--- Begin Page excerpt ---

How to correctly specify SSML in an Alexa Skill lambda function?

Per the alexa-sdk source code for response.js on GitHub, the speechOutput object in your code is expected to be a string. Response.js is responsible for building the response object you're trying to build in your code:

this.handler.response = buildSpeechletResponse({
    sessionAttributes: this.attributes,
    output: getSSMLResponse(speechOutput),
    shouldEndSession: true
});

Digging deeper, buildSpeechletResponse() invokes createSpeechObject(), which is directly responsible for creating the outputSpeech object in the Alexa Skills Kit response.

So for simple responses with no advanced SSML functionality, just send a string as that first parameter on :tell and let alexa-sdk handle it from there.


For advanced ssml functionality, like pauses, give the ssml-builder npm package a look. It allows you to wrap your response content in SSML without having to implement or hardcode an SSML parser yourself.

Example usage:

var speech = new Speech();

speech.say('This is a test response & works great!');
speech.pause('100ms');
speech.say('How can I help you?');    
var speechOutput = speech.ssml(true);        
this.emit(':ask', speechOutput , speechOutput); 

This example emits an ask response where both the speech output and the reprompt speech are set to the same value. SSML Builder will correctly parse the ampersand (which is an invalid character in SSML) and inject a pause 100ms pause in-between the two say statements.

--- End Page excerpt ---

__Actions to take__.
**a.** In the Alexa SSML text, list every quoted string literal that appears in the example usage code.
**b.** Carry on writing the Alexa SSML text from the point where it stops.
The rows that follow play no part in what is asked here.

--- Begin Dataset rows ---

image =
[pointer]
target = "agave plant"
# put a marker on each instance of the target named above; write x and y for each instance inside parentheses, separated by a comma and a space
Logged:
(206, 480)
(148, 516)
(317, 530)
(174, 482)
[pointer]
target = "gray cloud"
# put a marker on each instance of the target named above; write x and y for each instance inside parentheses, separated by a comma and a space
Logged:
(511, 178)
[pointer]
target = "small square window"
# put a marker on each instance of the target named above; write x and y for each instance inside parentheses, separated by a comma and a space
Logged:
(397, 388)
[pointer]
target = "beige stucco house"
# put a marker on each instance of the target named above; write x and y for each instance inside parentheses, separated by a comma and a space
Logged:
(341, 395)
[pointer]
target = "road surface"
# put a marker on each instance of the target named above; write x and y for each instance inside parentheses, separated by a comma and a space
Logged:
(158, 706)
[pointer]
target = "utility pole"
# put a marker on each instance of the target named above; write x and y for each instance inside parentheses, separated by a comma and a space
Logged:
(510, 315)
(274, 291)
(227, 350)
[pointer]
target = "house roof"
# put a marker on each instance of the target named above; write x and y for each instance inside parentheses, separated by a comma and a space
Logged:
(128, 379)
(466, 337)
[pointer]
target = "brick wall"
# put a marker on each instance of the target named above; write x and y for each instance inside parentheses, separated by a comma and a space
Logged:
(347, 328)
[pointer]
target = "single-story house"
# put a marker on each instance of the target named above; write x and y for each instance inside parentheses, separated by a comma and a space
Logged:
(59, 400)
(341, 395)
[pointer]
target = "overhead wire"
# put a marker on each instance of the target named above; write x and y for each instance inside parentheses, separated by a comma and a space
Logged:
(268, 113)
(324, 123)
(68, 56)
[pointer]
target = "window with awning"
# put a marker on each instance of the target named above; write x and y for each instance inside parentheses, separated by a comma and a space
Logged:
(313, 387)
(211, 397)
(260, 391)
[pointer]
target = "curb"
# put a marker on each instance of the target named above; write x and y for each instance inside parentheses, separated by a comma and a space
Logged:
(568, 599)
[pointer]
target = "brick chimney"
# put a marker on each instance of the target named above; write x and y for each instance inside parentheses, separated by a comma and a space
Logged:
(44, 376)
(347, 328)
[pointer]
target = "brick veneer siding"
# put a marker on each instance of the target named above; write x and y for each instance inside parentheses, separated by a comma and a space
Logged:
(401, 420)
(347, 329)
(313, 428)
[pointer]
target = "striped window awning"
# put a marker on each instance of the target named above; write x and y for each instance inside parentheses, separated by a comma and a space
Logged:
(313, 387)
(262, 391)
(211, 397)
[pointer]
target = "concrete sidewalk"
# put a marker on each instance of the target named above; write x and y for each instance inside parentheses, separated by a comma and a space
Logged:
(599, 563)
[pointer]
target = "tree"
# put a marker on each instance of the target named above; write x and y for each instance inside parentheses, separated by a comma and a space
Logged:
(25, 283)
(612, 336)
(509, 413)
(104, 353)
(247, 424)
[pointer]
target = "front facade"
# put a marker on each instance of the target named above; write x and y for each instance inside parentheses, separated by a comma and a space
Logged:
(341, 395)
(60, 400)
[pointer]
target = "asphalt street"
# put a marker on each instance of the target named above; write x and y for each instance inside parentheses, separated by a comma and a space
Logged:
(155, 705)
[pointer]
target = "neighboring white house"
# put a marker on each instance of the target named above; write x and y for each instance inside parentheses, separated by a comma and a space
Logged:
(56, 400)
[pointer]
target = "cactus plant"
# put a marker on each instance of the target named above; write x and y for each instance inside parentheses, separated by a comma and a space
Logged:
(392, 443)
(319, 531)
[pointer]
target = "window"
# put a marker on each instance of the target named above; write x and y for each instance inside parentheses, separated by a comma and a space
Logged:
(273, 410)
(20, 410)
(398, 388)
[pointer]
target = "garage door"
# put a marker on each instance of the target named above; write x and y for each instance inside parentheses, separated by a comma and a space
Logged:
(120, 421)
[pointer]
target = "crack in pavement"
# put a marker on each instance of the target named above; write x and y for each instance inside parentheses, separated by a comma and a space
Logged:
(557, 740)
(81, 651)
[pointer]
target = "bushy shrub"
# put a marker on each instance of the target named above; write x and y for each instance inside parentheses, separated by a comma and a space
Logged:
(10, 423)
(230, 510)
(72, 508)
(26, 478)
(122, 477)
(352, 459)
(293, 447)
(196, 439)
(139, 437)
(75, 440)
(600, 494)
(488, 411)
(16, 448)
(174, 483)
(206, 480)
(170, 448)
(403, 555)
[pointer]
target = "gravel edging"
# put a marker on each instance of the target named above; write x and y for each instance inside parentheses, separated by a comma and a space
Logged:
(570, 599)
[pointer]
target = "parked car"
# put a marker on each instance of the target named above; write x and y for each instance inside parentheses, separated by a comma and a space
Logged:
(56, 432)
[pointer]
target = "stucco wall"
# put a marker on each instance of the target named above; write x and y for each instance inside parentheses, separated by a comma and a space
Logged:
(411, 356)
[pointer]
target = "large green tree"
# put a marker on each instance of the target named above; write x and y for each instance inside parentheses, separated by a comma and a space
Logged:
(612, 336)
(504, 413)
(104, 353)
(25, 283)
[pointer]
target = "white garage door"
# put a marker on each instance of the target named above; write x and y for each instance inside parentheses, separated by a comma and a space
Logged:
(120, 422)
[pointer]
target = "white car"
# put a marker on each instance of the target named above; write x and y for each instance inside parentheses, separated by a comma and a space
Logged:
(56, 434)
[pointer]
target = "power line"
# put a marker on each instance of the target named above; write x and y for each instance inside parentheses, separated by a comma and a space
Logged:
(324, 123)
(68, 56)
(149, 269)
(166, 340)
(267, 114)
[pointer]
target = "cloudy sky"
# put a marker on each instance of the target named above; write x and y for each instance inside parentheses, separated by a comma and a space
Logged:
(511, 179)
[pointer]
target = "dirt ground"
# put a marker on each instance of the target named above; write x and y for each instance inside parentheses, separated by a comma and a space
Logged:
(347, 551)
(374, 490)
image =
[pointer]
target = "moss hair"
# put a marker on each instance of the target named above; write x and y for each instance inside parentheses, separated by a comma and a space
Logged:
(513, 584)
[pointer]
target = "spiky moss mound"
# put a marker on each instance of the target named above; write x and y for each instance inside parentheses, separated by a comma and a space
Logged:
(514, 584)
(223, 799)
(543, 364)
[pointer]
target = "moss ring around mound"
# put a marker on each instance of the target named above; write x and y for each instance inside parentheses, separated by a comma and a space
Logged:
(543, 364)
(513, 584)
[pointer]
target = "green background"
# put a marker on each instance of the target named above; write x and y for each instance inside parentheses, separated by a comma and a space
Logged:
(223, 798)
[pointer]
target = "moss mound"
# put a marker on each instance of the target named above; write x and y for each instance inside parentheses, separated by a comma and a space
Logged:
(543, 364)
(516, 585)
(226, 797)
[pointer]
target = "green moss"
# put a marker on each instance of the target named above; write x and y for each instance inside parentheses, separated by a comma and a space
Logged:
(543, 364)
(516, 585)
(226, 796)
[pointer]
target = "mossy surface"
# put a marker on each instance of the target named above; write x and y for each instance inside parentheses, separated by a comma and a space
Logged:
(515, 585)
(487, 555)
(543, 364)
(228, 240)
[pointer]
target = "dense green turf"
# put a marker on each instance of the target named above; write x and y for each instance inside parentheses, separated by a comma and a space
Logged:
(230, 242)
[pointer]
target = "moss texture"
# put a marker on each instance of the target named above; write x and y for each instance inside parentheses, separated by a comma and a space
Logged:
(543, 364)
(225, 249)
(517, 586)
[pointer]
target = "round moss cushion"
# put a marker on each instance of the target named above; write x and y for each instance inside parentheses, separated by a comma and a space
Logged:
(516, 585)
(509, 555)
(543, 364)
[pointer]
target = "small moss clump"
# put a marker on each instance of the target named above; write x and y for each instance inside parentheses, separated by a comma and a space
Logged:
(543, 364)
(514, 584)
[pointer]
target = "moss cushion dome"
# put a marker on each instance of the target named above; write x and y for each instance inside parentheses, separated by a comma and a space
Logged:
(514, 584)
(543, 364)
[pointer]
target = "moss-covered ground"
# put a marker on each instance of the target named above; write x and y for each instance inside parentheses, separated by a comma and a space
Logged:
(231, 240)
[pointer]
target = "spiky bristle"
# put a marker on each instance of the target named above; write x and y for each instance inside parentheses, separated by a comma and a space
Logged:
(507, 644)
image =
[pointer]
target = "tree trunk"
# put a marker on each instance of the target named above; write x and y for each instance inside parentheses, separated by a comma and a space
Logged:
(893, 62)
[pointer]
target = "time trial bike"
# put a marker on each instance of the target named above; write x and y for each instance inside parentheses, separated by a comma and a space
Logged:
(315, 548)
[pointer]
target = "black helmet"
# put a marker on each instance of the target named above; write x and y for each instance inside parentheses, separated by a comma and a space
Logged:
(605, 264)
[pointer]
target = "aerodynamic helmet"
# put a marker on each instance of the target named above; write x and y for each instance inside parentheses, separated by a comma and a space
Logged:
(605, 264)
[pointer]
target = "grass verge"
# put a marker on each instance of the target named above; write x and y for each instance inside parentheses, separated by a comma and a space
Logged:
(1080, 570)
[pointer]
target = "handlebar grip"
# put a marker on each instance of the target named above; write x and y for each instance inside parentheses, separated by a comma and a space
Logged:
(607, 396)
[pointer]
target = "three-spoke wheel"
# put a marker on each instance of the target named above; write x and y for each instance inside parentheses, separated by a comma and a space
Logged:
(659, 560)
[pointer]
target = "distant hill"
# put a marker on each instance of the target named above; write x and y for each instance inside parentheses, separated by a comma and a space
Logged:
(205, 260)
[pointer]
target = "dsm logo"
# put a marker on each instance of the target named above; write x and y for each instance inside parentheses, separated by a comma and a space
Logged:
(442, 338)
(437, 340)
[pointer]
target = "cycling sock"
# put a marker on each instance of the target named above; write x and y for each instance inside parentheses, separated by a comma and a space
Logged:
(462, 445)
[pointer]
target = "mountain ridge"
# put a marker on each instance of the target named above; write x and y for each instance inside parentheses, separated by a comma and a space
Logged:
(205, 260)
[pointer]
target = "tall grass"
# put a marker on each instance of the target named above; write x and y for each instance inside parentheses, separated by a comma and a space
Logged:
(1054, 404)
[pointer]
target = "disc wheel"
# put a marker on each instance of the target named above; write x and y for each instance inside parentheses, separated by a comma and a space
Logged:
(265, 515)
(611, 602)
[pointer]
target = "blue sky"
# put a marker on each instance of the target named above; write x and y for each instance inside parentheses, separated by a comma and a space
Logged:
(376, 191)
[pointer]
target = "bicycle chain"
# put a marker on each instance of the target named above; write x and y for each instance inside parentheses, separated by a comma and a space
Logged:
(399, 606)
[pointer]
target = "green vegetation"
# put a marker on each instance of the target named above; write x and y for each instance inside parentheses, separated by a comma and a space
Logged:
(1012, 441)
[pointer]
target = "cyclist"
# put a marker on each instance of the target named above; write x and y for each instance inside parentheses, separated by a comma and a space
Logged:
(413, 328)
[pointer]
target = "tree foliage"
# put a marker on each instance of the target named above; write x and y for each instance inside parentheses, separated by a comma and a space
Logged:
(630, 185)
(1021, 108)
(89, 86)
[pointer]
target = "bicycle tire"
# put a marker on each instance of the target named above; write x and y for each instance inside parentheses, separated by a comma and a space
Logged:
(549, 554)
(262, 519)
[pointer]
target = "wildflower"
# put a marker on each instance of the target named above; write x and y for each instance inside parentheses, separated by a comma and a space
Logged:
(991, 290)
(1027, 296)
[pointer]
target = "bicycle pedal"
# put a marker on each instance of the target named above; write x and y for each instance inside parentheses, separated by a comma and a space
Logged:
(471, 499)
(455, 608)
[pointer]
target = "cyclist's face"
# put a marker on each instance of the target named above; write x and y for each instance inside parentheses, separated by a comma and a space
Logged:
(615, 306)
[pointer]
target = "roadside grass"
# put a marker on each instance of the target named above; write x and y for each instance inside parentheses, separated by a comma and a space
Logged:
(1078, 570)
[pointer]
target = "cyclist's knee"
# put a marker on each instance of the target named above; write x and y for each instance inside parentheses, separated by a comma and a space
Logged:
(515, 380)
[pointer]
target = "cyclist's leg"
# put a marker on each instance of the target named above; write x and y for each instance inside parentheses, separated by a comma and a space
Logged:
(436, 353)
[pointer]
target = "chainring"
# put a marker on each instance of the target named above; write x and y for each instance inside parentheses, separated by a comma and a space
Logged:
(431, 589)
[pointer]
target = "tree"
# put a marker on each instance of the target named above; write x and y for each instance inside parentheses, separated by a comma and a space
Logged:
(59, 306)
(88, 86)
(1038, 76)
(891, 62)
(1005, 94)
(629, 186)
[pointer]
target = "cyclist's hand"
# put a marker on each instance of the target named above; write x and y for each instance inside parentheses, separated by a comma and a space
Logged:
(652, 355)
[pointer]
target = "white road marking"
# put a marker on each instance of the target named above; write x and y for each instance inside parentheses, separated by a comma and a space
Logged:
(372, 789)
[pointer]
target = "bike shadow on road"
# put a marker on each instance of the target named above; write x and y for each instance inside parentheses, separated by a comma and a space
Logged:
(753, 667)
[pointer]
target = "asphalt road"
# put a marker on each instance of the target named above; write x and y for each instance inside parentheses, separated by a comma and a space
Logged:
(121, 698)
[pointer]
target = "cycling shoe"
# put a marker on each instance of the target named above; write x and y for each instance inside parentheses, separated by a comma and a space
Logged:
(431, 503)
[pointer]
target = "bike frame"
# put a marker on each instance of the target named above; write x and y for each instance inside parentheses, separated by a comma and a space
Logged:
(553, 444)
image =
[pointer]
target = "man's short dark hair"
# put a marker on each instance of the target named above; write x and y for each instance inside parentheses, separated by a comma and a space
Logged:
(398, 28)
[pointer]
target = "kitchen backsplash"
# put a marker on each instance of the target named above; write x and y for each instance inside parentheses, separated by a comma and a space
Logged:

--- End Dataset rows ---

__Answers to the tasks__.
**a.**
'This is a test response & works great!'
'100ms'
'How can I help you?'
':ask'

**b.**
Example response:

Alexa Skills Kit will emit the following response object for the code above:

{
  "outputSpeech": {
    "type": "SSML",
    "ssml": "<speak> This is a test response and works great! <break time='100ms'/> How can I help you? </speak>"
  },
  "shouldEndSession": false,
  "reprompt": {
    "outputSpeech": {
      "type": "SSML",
      "ssml": "<speak> This is a test response and works great! <break time='100ms'/> How can I help you? </speak>"
    }
  }
}

It is an old question but I recently had a similar problem and wanted to contribute with an answer which doesn't need extra dependencies.

As mentioned, speechOutput suppose to be a string so the reason alexa says "object object" is because instead it is a json.

Trying your handler as follows

'Speaketh': function () {
    var speechOutput = 'This <break time="0.3s" /> should work';

    this.emit(':tellWithCard', speechOutput, SKILL_NAME, "some text here")
}

returns this response

{ 
  ...
  "response": {
    "outputSpeech": {
    "ssml": "<speak> This <break time=\"0.3s\" /> should work </speak>",
    "type": "SSML"
  },
  ...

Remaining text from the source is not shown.